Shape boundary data
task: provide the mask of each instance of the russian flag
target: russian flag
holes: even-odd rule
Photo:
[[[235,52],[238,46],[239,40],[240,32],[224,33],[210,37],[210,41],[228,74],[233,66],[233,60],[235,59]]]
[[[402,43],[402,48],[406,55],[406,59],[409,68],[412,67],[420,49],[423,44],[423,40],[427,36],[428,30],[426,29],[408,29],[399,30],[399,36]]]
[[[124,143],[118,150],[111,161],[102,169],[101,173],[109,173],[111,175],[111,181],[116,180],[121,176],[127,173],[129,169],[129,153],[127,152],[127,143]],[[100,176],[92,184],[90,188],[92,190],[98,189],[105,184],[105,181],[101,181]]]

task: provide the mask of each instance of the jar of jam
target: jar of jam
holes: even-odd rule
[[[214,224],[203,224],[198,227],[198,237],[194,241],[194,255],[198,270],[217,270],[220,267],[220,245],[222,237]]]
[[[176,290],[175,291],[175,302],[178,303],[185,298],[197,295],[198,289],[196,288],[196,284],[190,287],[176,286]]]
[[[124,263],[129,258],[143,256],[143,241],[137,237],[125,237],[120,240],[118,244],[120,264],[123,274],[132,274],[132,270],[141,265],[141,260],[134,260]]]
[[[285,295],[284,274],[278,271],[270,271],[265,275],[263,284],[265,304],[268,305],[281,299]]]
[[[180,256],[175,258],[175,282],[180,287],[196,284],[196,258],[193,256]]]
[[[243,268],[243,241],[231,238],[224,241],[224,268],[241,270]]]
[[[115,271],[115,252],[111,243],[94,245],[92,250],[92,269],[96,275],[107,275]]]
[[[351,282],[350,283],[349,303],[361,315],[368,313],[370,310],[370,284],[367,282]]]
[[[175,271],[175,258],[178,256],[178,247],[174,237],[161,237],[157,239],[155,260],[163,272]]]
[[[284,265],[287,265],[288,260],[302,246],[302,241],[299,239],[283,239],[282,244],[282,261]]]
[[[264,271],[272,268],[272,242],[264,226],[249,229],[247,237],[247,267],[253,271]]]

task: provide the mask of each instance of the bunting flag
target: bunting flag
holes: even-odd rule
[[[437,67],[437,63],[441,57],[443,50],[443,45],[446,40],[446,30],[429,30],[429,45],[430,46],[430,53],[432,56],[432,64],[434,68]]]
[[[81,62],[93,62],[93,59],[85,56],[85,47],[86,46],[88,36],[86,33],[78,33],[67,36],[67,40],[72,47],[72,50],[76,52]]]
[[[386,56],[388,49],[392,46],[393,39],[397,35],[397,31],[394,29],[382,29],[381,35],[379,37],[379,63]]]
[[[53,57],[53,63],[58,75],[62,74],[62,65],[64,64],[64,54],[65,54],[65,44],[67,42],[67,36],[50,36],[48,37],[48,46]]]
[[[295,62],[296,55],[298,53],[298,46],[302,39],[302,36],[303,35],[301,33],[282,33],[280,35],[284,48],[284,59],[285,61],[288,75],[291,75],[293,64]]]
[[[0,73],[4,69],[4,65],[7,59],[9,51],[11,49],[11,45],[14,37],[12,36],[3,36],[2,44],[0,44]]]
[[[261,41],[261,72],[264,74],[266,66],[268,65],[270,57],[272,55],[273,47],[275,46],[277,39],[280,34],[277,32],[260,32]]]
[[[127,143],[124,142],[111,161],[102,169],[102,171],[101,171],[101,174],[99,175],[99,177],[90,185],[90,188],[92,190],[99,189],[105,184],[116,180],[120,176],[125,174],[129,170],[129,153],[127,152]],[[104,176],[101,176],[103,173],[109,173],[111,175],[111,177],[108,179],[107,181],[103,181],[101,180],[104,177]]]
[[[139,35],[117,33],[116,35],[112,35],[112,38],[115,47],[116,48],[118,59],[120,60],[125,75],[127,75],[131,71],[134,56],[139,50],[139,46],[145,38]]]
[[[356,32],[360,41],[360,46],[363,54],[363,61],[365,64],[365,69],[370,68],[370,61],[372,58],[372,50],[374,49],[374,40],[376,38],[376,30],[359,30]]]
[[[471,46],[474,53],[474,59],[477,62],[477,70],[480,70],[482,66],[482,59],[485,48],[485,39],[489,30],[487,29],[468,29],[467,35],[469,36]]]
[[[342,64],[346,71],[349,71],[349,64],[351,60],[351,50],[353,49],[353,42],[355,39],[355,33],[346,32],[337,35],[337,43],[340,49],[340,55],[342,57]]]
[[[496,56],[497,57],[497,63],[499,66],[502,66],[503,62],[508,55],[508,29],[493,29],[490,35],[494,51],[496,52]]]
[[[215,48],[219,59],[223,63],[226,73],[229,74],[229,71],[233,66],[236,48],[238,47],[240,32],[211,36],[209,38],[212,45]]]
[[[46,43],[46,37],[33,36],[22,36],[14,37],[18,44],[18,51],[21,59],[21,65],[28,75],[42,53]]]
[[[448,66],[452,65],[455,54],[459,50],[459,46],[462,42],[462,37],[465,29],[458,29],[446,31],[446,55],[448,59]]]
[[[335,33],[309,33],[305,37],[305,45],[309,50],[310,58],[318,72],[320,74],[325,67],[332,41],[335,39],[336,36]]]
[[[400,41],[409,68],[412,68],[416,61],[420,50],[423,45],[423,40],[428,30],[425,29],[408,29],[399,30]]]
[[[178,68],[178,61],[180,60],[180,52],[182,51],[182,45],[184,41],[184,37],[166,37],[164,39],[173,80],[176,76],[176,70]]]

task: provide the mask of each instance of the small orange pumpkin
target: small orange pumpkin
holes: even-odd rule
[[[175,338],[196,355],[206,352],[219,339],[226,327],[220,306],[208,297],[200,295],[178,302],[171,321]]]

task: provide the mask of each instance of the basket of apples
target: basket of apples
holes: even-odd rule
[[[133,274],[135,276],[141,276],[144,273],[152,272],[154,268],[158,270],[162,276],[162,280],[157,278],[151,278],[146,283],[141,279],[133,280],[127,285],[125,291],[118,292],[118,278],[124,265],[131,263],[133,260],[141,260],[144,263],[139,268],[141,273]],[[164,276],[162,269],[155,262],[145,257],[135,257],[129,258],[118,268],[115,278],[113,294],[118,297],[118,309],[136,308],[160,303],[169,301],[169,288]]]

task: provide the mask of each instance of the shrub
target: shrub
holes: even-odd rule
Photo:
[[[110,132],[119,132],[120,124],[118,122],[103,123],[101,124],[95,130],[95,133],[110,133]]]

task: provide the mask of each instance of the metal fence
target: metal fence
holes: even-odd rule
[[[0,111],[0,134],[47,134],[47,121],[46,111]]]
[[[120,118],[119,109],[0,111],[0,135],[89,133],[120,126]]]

→ Written request: Can you quote the data verbatim, starting at the line that contains "task: provide the mask of each instance of the shrub" and continuing through the last line of the data?

→ Response to this task:
task: provide the mask of each instance of the shrub
target: shrub
holes: even-odd rule
Photo:
[[[110,132],[119,132],[120,124],[118,122],[103,123],[101,124],[95,130],[95,133],[110,133]]]

task: provide the mask of each instance of the metal fence
target: metal fence
holes: even-odd rule
[[[0,111],[0,134],[47,134],[47,121],[46,111]]]
[[[120,118],[119,109],[0,111],[0,135],[89,133],[120,126]]]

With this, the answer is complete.